BEGIN Available data
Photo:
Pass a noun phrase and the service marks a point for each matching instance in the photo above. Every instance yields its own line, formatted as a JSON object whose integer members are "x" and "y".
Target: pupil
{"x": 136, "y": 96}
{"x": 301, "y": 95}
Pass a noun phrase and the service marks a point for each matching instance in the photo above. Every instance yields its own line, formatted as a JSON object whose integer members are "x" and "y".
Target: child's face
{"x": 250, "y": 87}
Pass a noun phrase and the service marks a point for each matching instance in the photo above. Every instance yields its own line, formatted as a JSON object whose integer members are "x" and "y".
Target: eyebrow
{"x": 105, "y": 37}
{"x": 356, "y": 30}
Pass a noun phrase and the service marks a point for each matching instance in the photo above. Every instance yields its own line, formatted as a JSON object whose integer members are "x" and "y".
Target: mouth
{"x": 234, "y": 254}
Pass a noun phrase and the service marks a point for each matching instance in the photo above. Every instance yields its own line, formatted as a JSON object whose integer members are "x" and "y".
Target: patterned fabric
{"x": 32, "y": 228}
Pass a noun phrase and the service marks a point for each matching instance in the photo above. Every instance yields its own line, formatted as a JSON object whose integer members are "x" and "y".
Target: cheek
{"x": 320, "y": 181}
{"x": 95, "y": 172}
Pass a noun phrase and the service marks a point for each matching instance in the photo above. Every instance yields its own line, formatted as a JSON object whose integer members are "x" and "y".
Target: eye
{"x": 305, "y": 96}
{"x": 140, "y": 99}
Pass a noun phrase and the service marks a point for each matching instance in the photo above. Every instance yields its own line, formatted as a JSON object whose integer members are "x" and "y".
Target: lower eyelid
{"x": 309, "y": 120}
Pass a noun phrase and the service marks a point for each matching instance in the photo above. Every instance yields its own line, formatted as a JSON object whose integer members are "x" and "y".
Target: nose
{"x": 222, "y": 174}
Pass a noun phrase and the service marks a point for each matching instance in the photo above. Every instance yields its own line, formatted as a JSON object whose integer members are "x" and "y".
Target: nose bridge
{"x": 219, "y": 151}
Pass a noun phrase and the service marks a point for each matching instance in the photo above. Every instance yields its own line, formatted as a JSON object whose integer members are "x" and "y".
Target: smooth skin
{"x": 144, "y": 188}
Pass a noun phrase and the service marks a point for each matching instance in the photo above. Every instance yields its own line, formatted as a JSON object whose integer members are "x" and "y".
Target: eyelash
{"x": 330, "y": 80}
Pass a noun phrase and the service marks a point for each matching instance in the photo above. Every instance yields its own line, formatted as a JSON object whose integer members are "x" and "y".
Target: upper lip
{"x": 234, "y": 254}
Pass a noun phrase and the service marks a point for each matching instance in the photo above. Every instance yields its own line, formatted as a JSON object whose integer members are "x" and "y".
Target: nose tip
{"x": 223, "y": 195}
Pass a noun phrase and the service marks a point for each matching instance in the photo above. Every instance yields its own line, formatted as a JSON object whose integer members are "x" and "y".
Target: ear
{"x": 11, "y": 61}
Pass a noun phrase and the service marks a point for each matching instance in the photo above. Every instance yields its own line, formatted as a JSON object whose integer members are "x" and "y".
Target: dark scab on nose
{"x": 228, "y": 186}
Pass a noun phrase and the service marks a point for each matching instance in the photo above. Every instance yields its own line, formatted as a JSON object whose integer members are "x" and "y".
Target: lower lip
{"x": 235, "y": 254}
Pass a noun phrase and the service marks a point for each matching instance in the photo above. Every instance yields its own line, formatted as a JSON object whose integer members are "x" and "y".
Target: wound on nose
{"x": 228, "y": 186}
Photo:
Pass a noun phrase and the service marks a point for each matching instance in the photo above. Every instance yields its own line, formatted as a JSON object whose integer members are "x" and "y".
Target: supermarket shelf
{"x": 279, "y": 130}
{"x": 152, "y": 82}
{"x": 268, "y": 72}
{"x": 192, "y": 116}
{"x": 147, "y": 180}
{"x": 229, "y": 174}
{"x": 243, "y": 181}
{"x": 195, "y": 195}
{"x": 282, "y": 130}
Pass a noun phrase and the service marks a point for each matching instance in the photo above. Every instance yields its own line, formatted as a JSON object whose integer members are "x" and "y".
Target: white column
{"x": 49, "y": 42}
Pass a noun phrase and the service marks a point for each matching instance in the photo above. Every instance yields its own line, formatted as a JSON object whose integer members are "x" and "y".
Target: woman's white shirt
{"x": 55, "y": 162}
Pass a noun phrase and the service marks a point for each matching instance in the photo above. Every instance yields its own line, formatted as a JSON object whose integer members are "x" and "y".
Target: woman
END Available data
Exercise instructions:
Return every record above exactly as it appears.

Task answer:
Photo:
Pass a noun phrase and the service marks a point for each matching instance in the photo above. Every instance yields its own line, formatted as a JSON object whose integer members are "x" and "y".
Target: pupil
{"x": 136, "y": 96}
{"x": 301, "y": 95}
Pass a noun phrase and the service marks a point for each matching instance in the photo above. Every instance yields its own line, formatted as a JSON object whose integer members are "x" and "y".
Target: child's face
{"x": 250, "y": 87}
Pass a noun phrase and the service marks a point for each matching instance in the photo above. Every instance yields its own line, formatted as a JSON object whose integer members are "x" and "y".
Target: eyebrow
{"x": 105, "y": 37}
{"x": 356, "y": 30}
Pass a noun phrase and the service marks a point for each matching instance in the photo above. Every instance yields its own line, formatted as a JSON object whose integer members are "x" and "y".
Target: mouth
{"x": 234, "y": 254}
Pass a noun phrase and the service marks a point for each matching instance in the photo above. Every instance yields its own line, formatted as a JSON object whose integer members are "x" and "y".
Target: patterned fabric
{"x": 32, "y": 228}
Pass a noun phrase and the service marks a point for each matching instance in the photo above. Every instance yields its own line, formatted as a JSON object whose integer members are "x" and "y".
Target: cheek
{"x": 320, "y": 181}
{"x": 95, "y": 172}
Pass a noun phrase and the service marks a point for each matching instance in the photo above. Every instance yields its own line, formatted as a JSON object whose integer members are "x" and "y".
Target: eye
{"x": 305, "y": 96}
{"x": 140, "y": 99}
Pass a noun phrase and the service marks a point for each matching instance in the photo above. Every instance yields its own line, formatted as a JSON object whose integer members are "x" and "y".
Target: lower eyelid
{"x": 309, "y": 120}
Pass a noun phrase and the service marks a point for each matching instance in the photo above. Every instance yields its own line, formatted as a JSON object whose integer members are "x" and "y".
Target: nose
{"x": 222, "y": 174}
Pass a noun phrase and the service marks a point for each matching instance in the photo above. Every instance yields its own line, formatted as a JSON object whose integer members are "x" and "y".
Target: nose bridge
{"x": 219, "y": 151}
Pass a noun phrase and the service marks a point for each matching instance in the photo above. Every instance yields its own line, formatted as a JSON object whose integer members are "x" and "y".
Target: smooth skin
{"x": 144, "y": 188}
Pass a noun phrase and the service marks a point for each matching instance in the photo above. Every instance yields its own line, formatted as a JSON object whose integer members are "x" and "y".
Target: eyelash
{"x": 330, "y": 80}
Pass a noun phrase and the service marks a point for each matching instance in the photo above. Every instance yields its own line, formatted as a JSON object whose integer members are "x" and "y".
Target: upper lip
{"x": 234, "y": 254}
Pass a noun phrase and the service marks a point for each matching instance in the photo above. Every instance yields its own line, formatted as a JSON object whose integer members are "x" and "y".
Target: nose tip
{"x": 223, "y": 195}
Pass a noun phrase and the service marks a point for each matching instance in the photo above. Every instance yields its own line, formatted as a JSON object whose integer members are "x" and "y".
Target: ear
{"x": 11, "y": 61}
Pass a noun phrase and the service marks a point for each matching instance in the photo above. Every instance yields its own line, formatted as a JSON object whose integer members are "x" and "y".
Target: dark scab on nose
{"x": 228, "y": 186}
Pass a noun phrase and the service marks a point for each matching instance in the photo above. Every instance yields its own line, formatted as a JSON object whose integer members are "x" and "y".
Target: lower lip
{"x": 235, "y": 254}
Pass a noun phrase and the service marks a point for each matching instance in the photo above. Every instance yields its own line, formatted as a JSON object whose integer members are "x" and "y".
Target: wound on nose
{"x": 228, "y": 186}
Photo:
Pass a noun phrase and the service marks a point for each matching instance in the photo above. Every instance yields its own line, formatted as a JSON object whose integer members are "x" and "y".
Target: supermarket shelf
{"x": 279, "y": 130}
{"x": 152, "y": 82}
{"x": 268, "y": 72}
{"x": 192, "y": 116}
{"x": 147, "y": 180}
{"x": 229, "y": 174}
{"x": 243, "y": 181}
{"x": 195, "y": 195}
{"x": 282, "y": 130}
Pass a noun phrase and the service marks a point for each matching instance in the photo above. Every instance yields its own line, formatted as a JSON object whose integer members are "x" and "y".
Target: white column
{"x": 49, "y": 42}
Pass a noun phrase and the service marks a point for each matching instance in the photo above. Every instance yields its own line, formatted as a JSON object whose integer members are "x" and "y".
Target: woman's white shirt
{"x": 55, "y": 162}
Pass a noun phrase and the service marks a point for each matching instance in the photo above. Every instance yields its own line, formatted as a JSON object whose integer members are "x" and "y".
Target: woman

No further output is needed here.